Provided passage ->
■ ■ ■
FIG. 12 is a partial side sectional view of the high frequency board-to-board connector of FIG. 1 with two transverse rows of conductive pins;

FIG. 13 is a plan view of a design for interconnecting with the high frequency board-to-board connector of FIG. 1 with two transverse rows of receptacles;

FIG. 14 is a plan view of the high frequency board-to-board connector of FIG. 1 with one conductive pin and a cube shape;

FIG. 15 is a plan view of the high frequency board-to-board connector of FIG. 1 with one conductive pin and a cylindrical shape; and

FIG. 16 is a plan view of the high frequency board-to-board connector of FIG. 1 with an array of insulative housing arranged in transverse rows and columns.

DETAILED DESCRIPTION

A high frequency board-to-board connector for interconnecting printed circuit boards is described hereinafter for addressing the foregoing problems.

A first embodiment of the invention, a high frequency board-to-board connector 20 for connecting to a design 22 (as shown in FIG. 6) is described with reference to FIG. 1, which shows a front view of the high frequency board-to-board connector 20 with a partial sectional view of an insulative housing 24, and FIG. 2, which shows a reverse view of the high frequency board-to-board connector of FIG. 1, with a grounding element 26 exposed. The design 22 includes a matrix of electrical tracks found on a conventional printed circuit board (PCB). The high frequency board-to-board connector 20 comprises of three main elements: the insulative housing 24, the grounding element 26 and a transverse row of conductive pins 34 as shown in FIG. 3.

Referring to FIGS. 1 and 2, the insulative housing 24 has a design-mounting face 28, a board-mounting face 30 generally parallel to the design-mounting face 28 and a periphery 32 being perpendicular to and constituting the circumference of the design-mounting face 28 and the board mounting face 30. The board-mounting face 30 is shown in FIG. 4.

The transverse row of conductive pins 34 is received in the insulative housing 24. The transverse row of conductive pins 34 protrudes from the design-mounting face 28 of the insulative housing 24 with each conductive pin 34 being generally perpendicular to the design-mounting face 28. The conductive pins 34 are spaced apart. Each conductive pin 34 has a tail 36 for connecting to a corresponding conductive pad 38 on a printed circuit board (PCB) or the like electronic sub-assemblies shown in FIG. 5 which shows a plan view of a printed circuit board. The tail 36 is connectable to the corresponding conductive pad 38 by one of surface mount technology (SMT) or through-hole mounting.

FIG. 6 shows a plan view of the design 22 which includes a transverse row of receptacles 40 corresponding in quantity and positional arrangement to the row of conductive pins 34. FIG. 7 shows a reverse plan view of the design of FIG. 6. Each receptacle 40 is preferably a through-hole via, shaped and dimensioned for receiving the corresponding conductive pin 34 inserted therethrough. Referring to FIGS. 6 and 7, each conductive pin 34 comprises a pair of leads 42 terminating with a free end 44 of the conductive pin 34. The pair of leads 42 is circum-resiliant along a portion of the conductive pin 34 proximal to the free end 44. The outer side of each lead 42 includes a bump 45. The bump 45 facilitates contact with the receptacle 40 when the conductive pin 34 is received into the receptacle 40. The conductive pin 34 and receptacle 40 described above are conventional connecting pins that include but are not limited to those utilised in encirclement compression (ECOM) connectors. Each conductive pin 34 is preferably tapered at the free end 44 for facilitating insertion of the conductive pin 34 into a corresponding receptacle 40.
■ ■ ■
Given entries ->
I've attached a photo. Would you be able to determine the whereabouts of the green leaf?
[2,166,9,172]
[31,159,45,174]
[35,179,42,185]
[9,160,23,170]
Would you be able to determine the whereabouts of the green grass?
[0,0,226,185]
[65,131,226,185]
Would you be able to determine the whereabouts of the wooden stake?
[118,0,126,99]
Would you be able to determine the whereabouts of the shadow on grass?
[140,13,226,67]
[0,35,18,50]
■ ■ ■
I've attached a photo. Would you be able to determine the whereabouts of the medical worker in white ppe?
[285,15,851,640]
■ ■ ■
To be done ->
1. In the connector passage, what is each receptacle preferably?
2. Present the lines of the records starting at the line containing "Would you be able to determine the whereabouts of the wooden" and ending at the line containing "[0,35,18,50]" as a Markdown table with columns Row and Line, skipping blank lines.
The connector passage and the records have no connection to each other.

Responses by task ->
1. A through-hole via, shaped and dimensioned for receiving the corresponding conductive pin.

2.
| Row | Line |
|---|---|
| 1 | Would you be able to determine the whereabouts of the wooden stake? |
| 2 | [118,0,126,99] |
| 3 | Would you be able to determine the whereabouts of the shadow on grass? |
| 4 | [140,13,226,67] |
| 5 | [0,35,18,50] |